**Information given:**
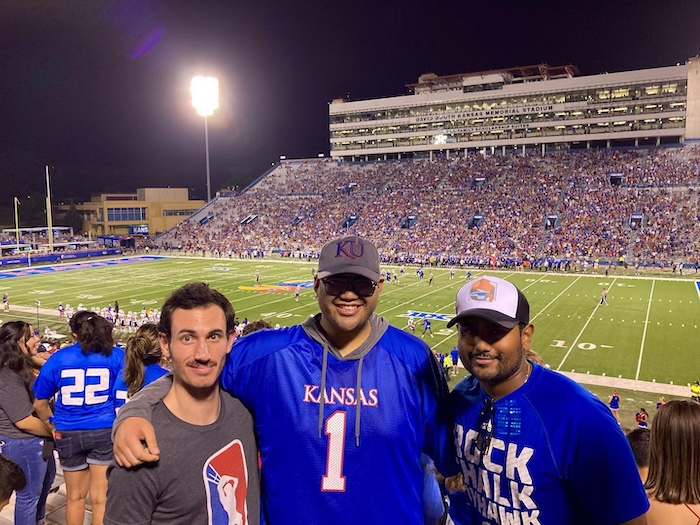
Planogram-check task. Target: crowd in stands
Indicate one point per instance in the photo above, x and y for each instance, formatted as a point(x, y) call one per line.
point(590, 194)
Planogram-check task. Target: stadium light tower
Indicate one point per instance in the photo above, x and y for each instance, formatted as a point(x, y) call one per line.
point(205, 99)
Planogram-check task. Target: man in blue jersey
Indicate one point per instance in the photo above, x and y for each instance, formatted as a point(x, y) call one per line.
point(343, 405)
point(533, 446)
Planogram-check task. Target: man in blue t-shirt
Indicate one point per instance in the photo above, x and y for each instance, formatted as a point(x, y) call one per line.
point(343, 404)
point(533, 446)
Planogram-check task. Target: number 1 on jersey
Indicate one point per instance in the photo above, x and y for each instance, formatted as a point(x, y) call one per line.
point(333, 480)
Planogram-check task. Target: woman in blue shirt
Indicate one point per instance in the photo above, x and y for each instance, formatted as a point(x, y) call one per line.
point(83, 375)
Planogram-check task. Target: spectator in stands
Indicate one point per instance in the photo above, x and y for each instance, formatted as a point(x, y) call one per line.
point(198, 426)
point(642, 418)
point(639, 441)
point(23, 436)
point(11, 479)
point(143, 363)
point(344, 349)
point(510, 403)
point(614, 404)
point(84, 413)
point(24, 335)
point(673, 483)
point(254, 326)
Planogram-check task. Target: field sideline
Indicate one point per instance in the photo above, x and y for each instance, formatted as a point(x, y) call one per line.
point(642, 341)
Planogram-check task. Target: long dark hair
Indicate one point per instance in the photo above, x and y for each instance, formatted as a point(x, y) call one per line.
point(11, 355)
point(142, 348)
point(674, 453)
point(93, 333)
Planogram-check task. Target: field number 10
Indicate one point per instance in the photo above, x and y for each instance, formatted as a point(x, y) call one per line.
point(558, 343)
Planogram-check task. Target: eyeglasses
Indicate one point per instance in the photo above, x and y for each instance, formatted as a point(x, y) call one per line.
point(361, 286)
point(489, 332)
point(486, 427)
...
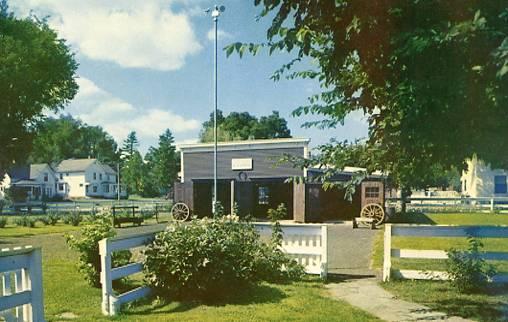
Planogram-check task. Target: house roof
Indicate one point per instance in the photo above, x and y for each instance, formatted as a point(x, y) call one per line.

**Instructions to follow:**
Beginning with the line above that contains "Planogram-check task. Target: crowd in stands", copy each line exactly up to and including the line that contains "Planogram-check task. Target: man in blue jersey", and go no further.

**Task answer:**
Planogram-check task. Target: crowd in stands
Indicate one point per instance in the photo above, x and y for each instance, formatted as a point(x, y) call one per line.
point(590, 194)
Planogram-check task. Target: stadium light tower
Indicate one point per instance in the photo above, x and y for each instance, formatted as a point(x, y) call one per line.
point(205, 99)
Planogram-check task. Target: man in blue jersey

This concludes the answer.